[Task data — start]

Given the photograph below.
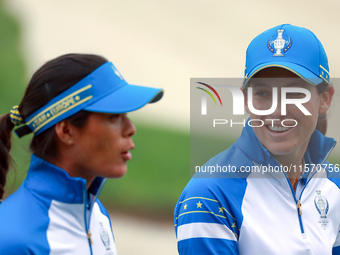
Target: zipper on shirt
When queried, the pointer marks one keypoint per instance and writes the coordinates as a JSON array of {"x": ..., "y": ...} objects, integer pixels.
[
  {"x": 299, "y": 207},
  {"x": 87, "y": 224},
  {"x": 89, "y": 236}
]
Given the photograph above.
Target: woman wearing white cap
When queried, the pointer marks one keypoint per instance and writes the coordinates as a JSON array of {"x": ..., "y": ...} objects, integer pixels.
[
  {"x": 289, "y": 202},
  {"x": 75, "y": 105}
]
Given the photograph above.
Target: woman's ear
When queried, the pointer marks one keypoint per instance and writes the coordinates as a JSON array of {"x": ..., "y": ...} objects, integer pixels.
[
  {"x": 65, "y": 132},
  {"x": 326, "y": 99}
]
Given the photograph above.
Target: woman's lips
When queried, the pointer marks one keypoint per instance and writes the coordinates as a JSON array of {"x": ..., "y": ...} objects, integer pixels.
[{"x": 126, "y": 155}]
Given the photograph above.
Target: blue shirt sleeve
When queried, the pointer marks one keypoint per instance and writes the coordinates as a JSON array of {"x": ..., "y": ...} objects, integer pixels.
[{"x": 208, "y": 216}]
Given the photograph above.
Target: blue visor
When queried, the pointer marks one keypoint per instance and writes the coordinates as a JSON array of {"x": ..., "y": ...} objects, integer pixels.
[{"x": 104, "y": 90}]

[Task data — finish]

### Problem requirements
If a line above holds the string "Target", copy it out.

### Answer box
Target: zipper on shirt
Target: woman wearing white cap
Target: woman's ear
Target: woman's lips
Target: blue shirt sleeve
Target: blue visor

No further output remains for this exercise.